Consigne 1: Reformulez sous forme de liste le paragraphe du texte sur Damon Albarn qui commence par « Très jeune, le musicien ». Conservez-en les faits principaux.
Consigne 2: Indiquez si chaque affirmation est conforme au texte sur Damon Albarn, en répondant par oui ou non et en citant les mots du texte qui le montrent : (a) le documentaire d'Adrien Pavillard est diffusé sur Arte ; (b) Damon Albarn a pris des cours de guitare dans sa jeunesse ; (c) les parents de Damon Albarn écoutaient de la musique africaine.

Texte d'étude:
....

Pourquoi plus qu'un autre? Car à travers lui, c'est toute une frise chronologique de l'histoire britannique qui s'est mue devant nous. Et c'est l'angle qu'a choisi le réalisateur Adrien Pavillard pour raconter le musicien dans un documentaire diffusé sur Arte: Damon Albarn, une histoire anglaise. Un film qui prouve une nouvelle fois combien le musicien, au génie créatif, s'inspire des moindres détails du monde, de sa grandeur comme de ses anomalies.

Le technicien de la musique

Très jeune, le musicien a commencé à apprendre, à décrypter et à analyser la musique, en prenant des cours de piano et de violon. En 1991, en plein succès de Blur, il confiait aux Inrocks: «Je suis très discipliné. Je me lève tôt, puis je fais du yoga, puis je bosse jusqu'à 17h, puis je fais la cuisine, puis j'écoute des musiques qu'on m'a recommandées, puis je me couche…» Damon Albarn, le bon élève. Mais jamais trop: il a la technique, mais ne s'enferme certainement pas dedans.

«Ce qui fait la force de Damon Albarn, c'est sa curiosité. Il pioche dans les détails, dans tous les styles», insiste Marjorie Hache, journaliste musique franco-écossaise. «Sa musique se développe avec celle qu'il écoute. Ses parents écoutaient de la musique africaine, turque… Lui était très fan de groupes des années 1960. Sa passion pour la musique n'est pas factice», souligne-t-elle.

....

Données extraites:
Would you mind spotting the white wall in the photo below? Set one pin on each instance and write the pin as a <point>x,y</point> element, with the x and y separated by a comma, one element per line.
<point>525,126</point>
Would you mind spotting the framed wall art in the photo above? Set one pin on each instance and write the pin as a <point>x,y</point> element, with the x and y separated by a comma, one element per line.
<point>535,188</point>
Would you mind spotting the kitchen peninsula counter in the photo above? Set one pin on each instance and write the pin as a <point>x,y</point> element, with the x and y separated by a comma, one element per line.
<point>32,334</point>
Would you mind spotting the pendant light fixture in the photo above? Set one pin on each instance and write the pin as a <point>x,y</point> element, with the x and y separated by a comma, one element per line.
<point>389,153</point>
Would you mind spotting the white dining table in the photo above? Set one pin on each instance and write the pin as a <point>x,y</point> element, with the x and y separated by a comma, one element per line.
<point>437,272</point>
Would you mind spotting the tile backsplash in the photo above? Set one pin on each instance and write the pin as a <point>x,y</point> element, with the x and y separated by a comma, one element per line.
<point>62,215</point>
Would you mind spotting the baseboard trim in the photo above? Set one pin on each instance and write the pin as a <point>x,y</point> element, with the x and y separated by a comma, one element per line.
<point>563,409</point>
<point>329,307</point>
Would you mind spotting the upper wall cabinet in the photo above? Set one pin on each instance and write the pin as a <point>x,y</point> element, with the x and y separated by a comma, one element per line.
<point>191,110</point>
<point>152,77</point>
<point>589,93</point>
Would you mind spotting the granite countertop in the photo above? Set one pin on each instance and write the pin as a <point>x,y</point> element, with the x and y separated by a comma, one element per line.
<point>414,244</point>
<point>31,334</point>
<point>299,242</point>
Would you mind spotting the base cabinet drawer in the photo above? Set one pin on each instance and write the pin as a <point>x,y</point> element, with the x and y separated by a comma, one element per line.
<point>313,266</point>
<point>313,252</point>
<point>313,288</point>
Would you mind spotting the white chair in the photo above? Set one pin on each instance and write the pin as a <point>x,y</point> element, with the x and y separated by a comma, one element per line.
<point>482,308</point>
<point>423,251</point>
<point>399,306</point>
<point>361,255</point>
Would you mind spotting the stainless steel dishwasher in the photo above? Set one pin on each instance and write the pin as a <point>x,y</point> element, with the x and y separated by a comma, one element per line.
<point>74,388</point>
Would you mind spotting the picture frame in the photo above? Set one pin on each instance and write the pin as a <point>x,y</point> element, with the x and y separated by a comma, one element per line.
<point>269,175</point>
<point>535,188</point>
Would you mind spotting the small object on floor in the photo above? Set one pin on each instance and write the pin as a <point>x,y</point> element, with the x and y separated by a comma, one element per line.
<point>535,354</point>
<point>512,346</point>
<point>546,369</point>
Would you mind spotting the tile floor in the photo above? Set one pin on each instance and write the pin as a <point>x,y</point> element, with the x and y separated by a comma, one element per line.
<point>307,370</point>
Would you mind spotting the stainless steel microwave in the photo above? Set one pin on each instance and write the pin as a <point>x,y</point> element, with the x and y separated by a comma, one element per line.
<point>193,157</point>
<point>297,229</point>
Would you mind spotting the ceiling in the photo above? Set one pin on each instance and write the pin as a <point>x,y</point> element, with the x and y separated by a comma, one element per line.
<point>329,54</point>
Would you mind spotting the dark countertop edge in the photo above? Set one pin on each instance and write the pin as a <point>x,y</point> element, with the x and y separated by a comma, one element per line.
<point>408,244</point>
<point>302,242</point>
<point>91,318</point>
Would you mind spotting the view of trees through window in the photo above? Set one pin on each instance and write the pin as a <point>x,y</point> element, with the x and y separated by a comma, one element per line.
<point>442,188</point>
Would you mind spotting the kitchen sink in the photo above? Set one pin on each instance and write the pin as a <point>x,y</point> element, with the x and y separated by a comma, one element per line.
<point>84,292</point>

....

Réponse rédigée 1:
- Très jeune, Damon Albarn apprend, décrypte et analyse la musique en prenant des cours de piano et de violon.
- En 1991, en plein succès de Blur, il se décrit aux Inrocks comme très discipliné.
- Sa journée : lever tôt, yoga, travail jusqu'à 17h, cuisine, écoute de musiques qu'on lui a recommandées, coucher.
- Il a la technique, mais ne s'enferme pas dedans.

Réponse rédigée 2:
(a) Oui : « dans un documentaire diffusé sur Arte ».
(b) Non : « en prenant des cours de piano et de violon ».
(c) Oui : « Ses parents écoutaient de la musique africaine, turque… ».